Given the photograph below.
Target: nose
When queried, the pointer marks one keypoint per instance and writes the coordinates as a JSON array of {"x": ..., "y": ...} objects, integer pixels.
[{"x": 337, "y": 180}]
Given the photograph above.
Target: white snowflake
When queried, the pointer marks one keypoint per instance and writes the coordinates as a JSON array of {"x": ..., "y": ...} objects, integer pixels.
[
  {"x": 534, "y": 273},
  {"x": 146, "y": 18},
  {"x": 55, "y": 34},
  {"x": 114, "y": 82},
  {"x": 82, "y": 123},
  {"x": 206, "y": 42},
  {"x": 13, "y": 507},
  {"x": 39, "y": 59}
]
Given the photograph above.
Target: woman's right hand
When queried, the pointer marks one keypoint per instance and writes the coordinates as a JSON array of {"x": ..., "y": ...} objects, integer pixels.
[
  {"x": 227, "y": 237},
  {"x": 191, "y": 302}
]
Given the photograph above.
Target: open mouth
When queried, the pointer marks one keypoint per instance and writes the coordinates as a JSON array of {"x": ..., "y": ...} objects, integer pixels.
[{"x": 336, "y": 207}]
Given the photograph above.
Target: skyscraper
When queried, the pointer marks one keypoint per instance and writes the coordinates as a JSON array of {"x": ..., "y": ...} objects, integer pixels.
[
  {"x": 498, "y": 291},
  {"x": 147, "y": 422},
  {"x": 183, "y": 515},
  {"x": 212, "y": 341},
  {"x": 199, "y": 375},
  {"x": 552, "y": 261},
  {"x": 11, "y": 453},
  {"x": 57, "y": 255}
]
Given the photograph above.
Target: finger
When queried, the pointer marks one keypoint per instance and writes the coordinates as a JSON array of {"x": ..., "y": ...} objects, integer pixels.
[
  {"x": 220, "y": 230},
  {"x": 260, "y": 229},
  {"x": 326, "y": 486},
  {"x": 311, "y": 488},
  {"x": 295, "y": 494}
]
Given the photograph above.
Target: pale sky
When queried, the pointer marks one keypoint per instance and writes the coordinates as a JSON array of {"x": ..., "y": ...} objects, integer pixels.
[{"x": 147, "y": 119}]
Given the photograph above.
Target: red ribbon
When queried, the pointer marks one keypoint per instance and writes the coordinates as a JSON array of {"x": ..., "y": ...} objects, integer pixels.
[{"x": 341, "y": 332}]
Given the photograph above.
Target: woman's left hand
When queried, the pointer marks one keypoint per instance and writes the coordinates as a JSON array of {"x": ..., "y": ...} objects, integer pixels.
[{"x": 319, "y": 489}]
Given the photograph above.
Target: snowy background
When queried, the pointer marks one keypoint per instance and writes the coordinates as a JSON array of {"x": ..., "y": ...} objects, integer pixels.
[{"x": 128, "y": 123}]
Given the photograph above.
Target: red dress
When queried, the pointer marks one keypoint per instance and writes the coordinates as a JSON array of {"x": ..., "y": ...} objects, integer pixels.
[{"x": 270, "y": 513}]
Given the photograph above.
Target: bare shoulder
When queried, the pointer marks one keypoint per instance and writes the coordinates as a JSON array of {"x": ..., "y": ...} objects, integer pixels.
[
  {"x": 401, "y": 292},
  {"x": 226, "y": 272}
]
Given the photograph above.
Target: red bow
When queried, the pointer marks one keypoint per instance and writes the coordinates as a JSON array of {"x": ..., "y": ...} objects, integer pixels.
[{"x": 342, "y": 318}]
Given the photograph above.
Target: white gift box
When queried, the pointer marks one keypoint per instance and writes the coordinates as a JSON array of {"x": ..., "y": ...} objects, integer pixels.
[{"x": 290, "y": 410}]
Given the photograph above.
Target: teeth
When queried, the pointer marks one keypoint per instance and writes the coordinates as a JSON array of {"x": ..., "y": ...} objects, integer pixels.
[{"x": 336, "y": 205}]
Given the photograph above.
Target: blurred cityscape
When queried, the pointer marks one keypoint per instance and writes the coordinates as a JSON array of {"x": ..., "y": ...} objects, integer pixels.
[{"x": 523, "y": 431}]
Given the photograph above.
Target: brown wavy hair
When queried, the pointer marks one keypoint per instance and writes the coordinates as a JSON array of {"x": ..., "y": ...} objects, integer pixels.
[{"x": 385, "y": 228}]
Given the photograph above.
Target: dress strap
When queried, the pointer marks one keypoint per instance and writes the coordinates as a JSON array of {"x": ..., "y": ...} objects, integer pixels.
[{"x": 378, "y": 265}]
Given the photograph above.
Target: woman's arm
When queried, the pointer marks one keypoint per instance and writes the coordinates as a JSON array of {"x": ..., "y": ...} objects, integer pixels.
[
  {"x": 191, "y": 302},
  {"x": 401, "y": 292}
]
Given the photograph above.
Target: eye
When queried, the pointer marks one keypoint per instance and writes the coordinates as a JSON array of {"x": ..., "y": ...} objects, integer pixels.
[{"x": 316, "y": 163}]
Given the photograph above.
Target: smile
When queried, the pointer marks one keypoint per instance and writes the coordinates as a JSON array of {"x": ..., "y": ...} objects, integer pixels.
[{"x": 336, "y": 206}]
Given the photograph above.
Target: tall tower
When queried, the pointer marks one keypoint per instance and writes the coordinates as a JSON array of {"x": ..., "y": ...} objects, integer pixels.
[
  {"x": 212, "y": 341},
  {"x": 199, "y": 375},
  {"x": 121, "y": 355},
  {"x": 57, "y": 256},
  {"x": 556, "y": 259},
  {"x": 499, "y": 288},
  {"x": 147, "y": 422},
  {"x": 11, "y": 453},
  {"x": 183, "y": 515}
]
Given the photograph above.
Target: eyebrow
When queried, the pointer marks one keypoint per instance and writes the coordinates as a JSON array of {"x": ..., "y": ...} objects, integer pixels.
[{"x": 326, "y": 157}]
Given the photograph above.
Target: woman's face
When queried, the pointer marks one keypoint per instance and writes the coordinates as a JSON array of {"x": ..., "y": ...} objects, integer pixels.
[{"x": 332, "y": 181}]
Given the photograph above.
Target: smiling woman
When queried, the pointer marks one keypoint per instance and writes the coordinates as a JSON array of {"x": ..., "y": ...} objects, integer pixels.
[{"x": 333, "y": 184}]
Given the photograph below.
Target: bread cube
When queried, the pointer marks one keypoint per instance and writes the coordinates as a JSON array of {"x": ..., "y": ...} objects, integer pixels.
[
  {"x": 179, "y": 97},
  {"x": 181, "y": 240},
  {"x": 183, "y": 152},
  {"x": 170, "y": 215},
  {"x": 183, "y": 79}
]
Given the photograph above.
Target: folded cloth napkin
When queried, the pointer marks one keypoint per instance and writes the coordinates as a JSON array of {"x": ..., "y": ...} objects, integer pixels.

# # # # # # #

Each line above must be returned exactly as written.

Given the photograph below.
Target: nose
When queried, the pointer marks one keypoint per instance and writes the coordinates as a JSON array of {"x": ..., "y": ...} objects, integer pixels.
[{"x": 337, "y": 180}]
Given the photograph above.
Target: white snowflake
When queried, the pointer marks one keypoint per instance and writes the coordinates as a JSON array of {"x": ..., "y": ...} objects, integer pixels.
[
  {"x": 534, "y": 273},
  {"x": 146, "y": 18},
  {"x": 55, "y": 34},
  {"x": 114, "y": 82},
  {"x": 82, "y": 123},
  {"x": 206, "y": 42},
  {"x": 13, "y": 507},
  {"x": 39, "y": 59}
]
Given the photograph above.
Target: woman's right hand
When queried, the pointer marks one keypoint per instance and writes the coordinates as a JSON array of {"x": ..., "y": ...} objects, integer pixels.
[
  {"x": 227, "y": 237},
  {"x": 191, "y": 302}
]
Given the photograph above.
Target: open mouth
When queried, the pointer marks one keypoint per instance and writes the coordinates as a JSON array of {"x": ..., "y": ...} objects, integer pixels.
[{"x": 336, "y": 207}]
Given the photograph above.
Target: skyscraper
When queried, the pointer marks one keypoint per instance and writes the coordinates as a JSON array of {"x": ..., "y": ...} objects, integer pixels.
[
  {"x": 498, "y": 291},
  {"x": 147, "y": 422},
  {"x": 183, "y": 515},
  {"x": 212, "y": 341},
  {"x": 199, "y": 375},
  {"x": 552, "y": 261},
  {"x": 11, "y": 453},
  {"x": 57, "y": 255}
]
Given the photograph above.
Target: finger
When queried, the pointer marks one keypoint per instance and writes the coordinates as a JSON array of {"x": ..., "y": ...} objects, integer pixels.
[
  {"x": 220, "y": 230},
  {"x": 260, "y": 229},
  {"x": 326, "y": 486},
  {"x": 311, "y": 488},
  {"x": 295, "y": 494}
]
Given the photograph above.
Target: pale sky
When queried, the pointer marks one keypoint per instance and writes the coordinates as a JSON array of {"x": ..., "y": ...} objects, integer pixels.
[{"x": 147, "y": 119}]
Given the photograph above.
Target: red ribbon
When queried, the pointer marks one keypoint per instance and writes the coordinates as a JSON array of {"x": ..., "y": ...} objects, integer pixels.
[{"x": 341, "y": 332}]
Given the photograph above.
Target: woman's left hand
When queried, the pointer marks one keypoint per instance and writes the coordinates as a JSON array of {"x": ..., "y": ...} objects, integer pixels.
[{"x": 319, "y": 489}]
Given the photograph above.
Target: snowy background
When queried, the pointer marks one keypoint per instance and writes the coordinates as a JSON array of {"x": ..., "y": ...} objects, integer pixels.
[{"x": 128, "y": 123}]
Given the photograph above.
Target: red dress
When queried, the pointer marks one keypoint per instance and writes the coordinates as a JSON array of {"x": ..., "y": ...} objects, integer pixels.
[{"x": 270, "y": 513}]
Given the photograph above.
Target: bare shoulder
When queried, the pointer marks one keypoint per instance and writes the coordinates as a JSON array of {"x": ..., "y": ...} objects, integer pixels.
[
  {"x": 401, "y": 292},
  {"x": 226, "y": 272}
]
Given the photograph above.
Target: red bow
When queried, the pointer marks one keypoint per instance and writes the coordinates as a JSON array of {"x": ..., "y": ...} objects, integer pixels.
[{"x": 342, "y": 318}]
Given the photograph above.
Target: white gift box
When queried, the pointer marks one keypoint per instance and writes the coordinates as a JSON array of {"x": ..., "y": ...} objects, integer pixels.
[{"x": 290, "y": 410}]
Given the photograph above.
Target: teeth
When queried, the pointer marks one keypoint per instance and writes the coordinates as a JSON array of {"x": ..., "y": ...} objects, integer pixels.
[{"x": 336, "y": 205}]
Given the photograph above.
Target: blurred cityscape
When queried, the pointer marks one keypoint per instance and writes the coordinates as a JSON array of {"x": ..., "y": ...} objects, integer pixels.
[{"x": 523, "y": 431}]
Given the photograph above.
Target: brown wavy hair
When queried, the pointer marks one keypoint per instance and writes the coordinates as a JSON array of {"x": ..., "y": ...} objects, integer pixels.
[{"x": 385, "y": 228}]
Given the photograph above.
Target: dress strap
When queried, the pointer marks one keypoint per instance and writes the coordinates as a JSON array of {"x": ..., "y": ...} objects, integer pixels.
[{"x": 378, "y": 265}]
Given the photograph above.
Target: woman's arm
When queried, the pointer marks one keypoint per instance and writes the coordinates as a JSON array of {"x": ..., "y": ...} objects, integer pixels.
[
  {"x": 191, "y": 302},
  {"x": 401, "y": 292}
]
Given the photograph above.
Target: eye
When queried, the pointer marks one keypoint per instance and writes the coordinates as a JSON array of {"x": ..., "y": ...} objects, integer pixels.
[{"x": 316, "y": 163}]
Given the photograph above.
Target: smile
When queried, the pointer marks one keypoint per instance and writes the coordinates as a JSON array of {"x": ..., "y": ...} objects, integer pixels.
[{"x": 336, "y": 206}]
Given the photograph above.
Target: tall tower
When queried, the pointer marks one keypoint per instance and writes the coordinates as a JSON array of {"x": ..., "y": ...} objects, integer pixels.
[
  {"x": 212, "y": 341},
  {"x": 199, "y": 375},
  {"x": 121, "y": 355},
  {"x": 57, "y": 256},
  {"x": 556, "y": 259},
  {"x": 499, "y": 288},
  {"x": 147, "y": 422},
  {"x": 11, "y": 453},
  {"x": 183, "y": 515}
]
Given the photograph above.
Target: eyebrow
When queried, the pointer marks one keypoint per instance and writes the coordinates as a JSON array of {"x": ..., "y": ...} objects, integer pixels.
[{"x": 326, "y": 157}]
Given the photograph above.
Target: woman's face
When queried, the pointer marks one keypoint per instance and writes the coordinates as a JSON array of {"x": ..., "y": ...} objects, integer pixels.
[{"x": 332, "y": 181}]
Given the photograph above.
Target: smiling woman
When queried, the pointer marks one keypoint per instance and writes the coordinates as a JSON array of {"x": ..., "y": ...} objects, integer pixels.
[{"x": 333, "y": 184}]
Given the photograph below.
Target: bread cube
When queried, the pointer marks one keypoint per instance and writes the coordinates as a JSON array of {"x": ..., "y": ...} objects, integer pixels.
[
  {"x": 179, "y": 97},
  {"x": 181, "y": 240},
  {"x": 183, "y": 152},
  {"x": 170, "y": 215},
  {"x": 183, "y": 79}
]
Given the photograph above.
Target: folded cloth napkin
When queried, the pointer marks one keypoint per instance and writes the coordinates as a JSON array of {"x": ..., "y": ...} objects, integer pixels.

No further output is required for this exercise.